• **What to work on**
The goal is a clean copy of all the data below, with pictures dropped and everything else retyped exactly.

• **Records shown**
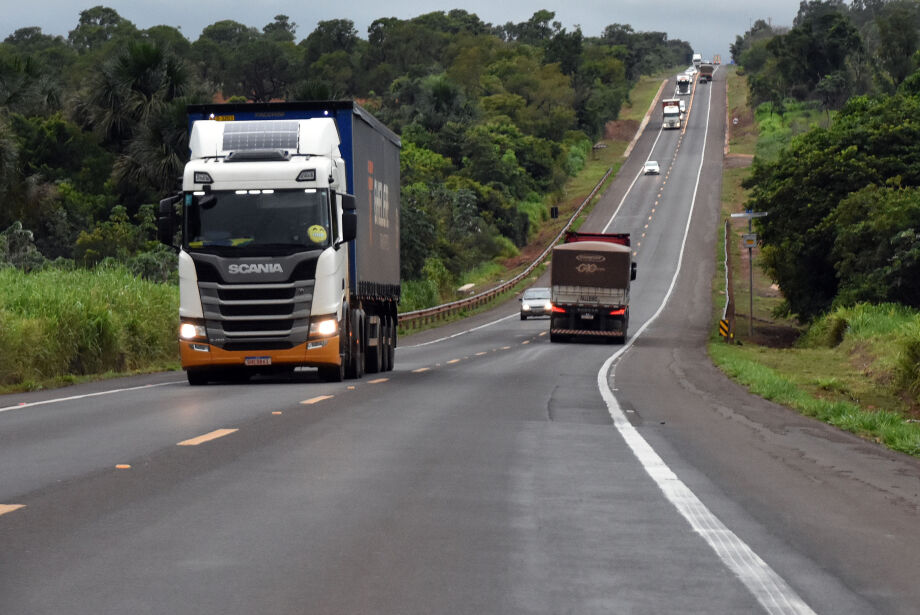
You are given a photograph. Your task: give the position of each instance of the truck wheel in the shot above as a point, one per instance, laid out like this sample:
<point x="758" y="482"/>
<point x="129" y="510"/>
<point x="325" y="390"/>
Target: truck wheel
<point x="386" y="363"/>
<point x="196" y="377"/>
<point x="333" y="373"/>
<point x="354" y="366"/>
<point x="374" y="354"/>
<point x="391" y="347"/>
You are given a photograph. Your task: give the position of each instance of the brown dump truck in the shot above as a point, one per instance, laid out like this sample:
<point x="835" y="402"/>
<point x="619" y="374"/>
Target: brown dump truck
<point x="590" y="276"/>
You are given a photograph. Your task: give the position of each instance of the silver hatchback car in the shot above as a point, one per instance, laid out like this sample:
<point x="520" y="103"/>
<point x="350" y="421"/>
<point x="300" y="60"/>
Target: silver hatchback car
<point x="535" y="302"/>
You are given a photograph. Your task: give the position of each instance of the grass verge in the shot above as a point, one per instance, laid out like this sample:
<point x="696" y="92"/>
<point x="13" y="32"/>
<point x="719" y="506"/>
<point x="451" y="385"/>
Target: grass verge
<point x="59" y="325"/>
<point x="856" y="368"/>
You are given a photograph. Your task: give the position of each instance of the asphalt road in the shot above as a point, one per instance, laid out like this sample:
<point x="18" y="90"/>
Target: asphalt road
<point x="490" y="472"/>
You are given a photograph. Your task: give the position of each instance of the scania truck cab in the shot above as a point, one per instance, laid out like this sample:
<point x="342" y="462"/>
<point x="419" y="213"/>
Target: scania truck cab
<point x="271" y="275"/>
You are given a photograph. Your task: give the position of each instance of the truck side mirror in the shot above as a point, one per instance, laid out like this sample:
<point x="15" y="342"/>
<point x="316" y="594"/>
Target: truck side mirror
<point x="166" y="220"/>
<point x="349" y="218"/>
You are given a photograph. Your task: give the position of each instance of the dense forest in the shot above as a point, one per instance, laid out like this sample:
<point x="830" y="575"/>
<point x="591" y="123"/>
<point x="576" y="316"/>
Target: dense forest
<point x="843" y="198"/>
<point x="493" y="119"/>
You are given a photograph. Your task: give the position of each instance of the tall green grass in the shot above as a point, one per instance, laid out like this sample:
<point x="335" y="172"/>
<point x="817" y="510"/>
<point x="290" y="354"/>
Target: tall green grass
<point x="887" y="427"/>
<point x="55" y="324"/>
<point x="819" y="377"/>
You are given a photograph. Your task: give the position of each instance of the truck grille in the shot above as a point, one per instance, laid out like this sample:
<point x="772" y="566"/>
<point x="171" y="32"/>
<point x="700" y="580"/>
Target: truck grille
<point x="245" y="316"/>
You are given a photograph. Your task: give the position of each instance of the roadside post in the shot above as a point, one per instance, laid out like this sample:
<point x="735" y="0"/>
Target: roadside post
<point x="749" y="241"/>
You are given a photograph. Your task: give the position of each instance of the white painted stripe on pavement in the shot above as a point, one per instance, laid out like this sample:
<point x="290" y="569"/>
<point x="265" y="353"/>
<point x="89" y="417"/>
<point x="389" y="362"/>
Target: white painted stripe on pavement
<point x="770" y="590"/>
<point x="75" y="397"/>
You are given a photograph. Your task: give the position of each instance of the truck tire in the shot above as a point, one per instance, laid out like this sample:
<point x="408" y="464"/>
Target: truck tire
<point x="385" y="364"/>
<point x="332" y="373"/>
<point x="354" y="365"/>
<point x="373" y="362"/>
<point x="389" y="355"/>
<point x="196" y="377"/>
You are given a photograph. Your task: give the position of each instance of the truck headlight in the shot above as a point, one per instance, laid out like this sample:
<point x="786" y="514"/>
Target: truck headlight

• **Output**
You are given a photograph. Your task: give the position of each instance of the truck wheel in the shot above as a point, one per instance, laid out like this sample:
<point x="758" y="482"/>
<point x="129" y="510"/>
<point x="325" y="390"/>
Target: truck wheel
<point x="386" y="363"/>
<point x="196" y="377"/>
<point x="333" y="373"/>
<point x="354" y="366"/>
<point x="374" y="354"/>
<point x="391" y="347"/>
You are given a photograph. Your task: give the position of each instance of the brown dump truck in the shot above as a point, one per instance, laid out like this sample:
<point x="835" y="402"/>
<point x="619" y="374"/>
Target: brown dump truck
<point x="590" y="276"/>
You are given a photograph. Your task: give the position of each instance of the silver hatchback car in the shot above as a point, one per instance, laid out like this sample:
<point x="520" y="103"/>
<point x="350" y="421"/>
<point x="300" y="60"/>
Target: silver hatchback car
<point x="535" y="302"/>
You are given a photograph. Your task: give the position of each instance of the grass verge in the shot above as a point, one per instance, laid out like this sample:
<point x="696" y="92"/>
<point x="13" y="32"/>
<point x="719" y="506"/>
<point x="451" y="385"/>
Target: grass verge
<point x="59" y="325"/>
<point x="856" y="368"/>
You are given a photograph. Your task: give the position of each instance of the asphalt road in the shot above as a point, one per instance, laid out like this sample:
<point x="18" y="90"/>
Target: asphalt road
<point x="490" y="472"/>
You are given a photograph. Your task: give the position of each instance of the scania truck cab in the shot above as a point, one per instance, laid out like this sample:
<point x="342" y="462"/>
<point x="419" y="213"/>
Target: scania truck cab
<point x="271" y="275"/>
You are given a photograph. Your task: give the position of each instance of the truck side mirror in the shot above as a point, one per instance, laid out like this sample:
<point x="15" y="342"/>
<point x="316" y="594"/>
Target: truck side mirror
<point x="166" y="220"/>
<point x="349" y="218"/>
You are given a photograph. Your task: give the position of each instance of the dense forest in the shot above as a point, one per instance, laid out like this sample:
<point x="830" y="575"/>
<point x="591" y="123"/>
<point x="576" y="316"/>
Target: dense forest
<point x="843" y="198"/>
<point x="493" y="119"/>
You are given a photograph. Your task: give the position of each instance of the tall green grass in the shot above as a point, one per instance, laid out like this sample:
<point x="335" y="172"/>
<point x="817" y="510"/>
<point x="290" y="354"/>
Target: tall green grass
<point x="887" y="427"/>
<point x="55" y="324"/>
<point x="819" y="377"/>
You are given a photograph. Your task: give the position of each instance of the truck grille in the shot above as a point, one per instance, laid out like this sample:
<point x="772" y="566"/>
<point x="171" y="32"/>
<point x="700" y="580"/>
Target: truck grille
<point x="245" y="316"/>
You are given a photograph. Your task: give the position of each instance of the roadside post in the shot above as a point, one per instance, laid out like this sample:
<point x="735" y="0"/>
Target: roadside post
<point x="749" y="241"/>
You are given a photograph. Your task: give the position of each instance of the white painted stripe on pavement in the shot above as a point, one per instance, laid out like this sample:
<point x="290" y="569"/>
<point x="265" y="353"/>
<point x="89" y="417"/>
<point x="389" y="362"/>
Target: white painted stripe on pavement
<point x="770" y="590"/>
<point x="75" y="397"/>
You are given a photograph. Your task: give the position of each instance of the truck tire in the shot above as a point, one per instance, laid out like this sample:
<point x="408" y="464"/>
Target: truck tire
<point x="385" y="364"/>
<point x="332" y="373"/>
<point x="354" y="365"/>
<point x="373" y="362"/>
<point x="389" y="355"/>
<point x="196" y="377"/>
You are given a photograph. Your task: give the position of each instance of the truck headlight in the shot above as a point, one per instance, laid out like this sample:
<point x="786" y="514"/>
Target: truck headlight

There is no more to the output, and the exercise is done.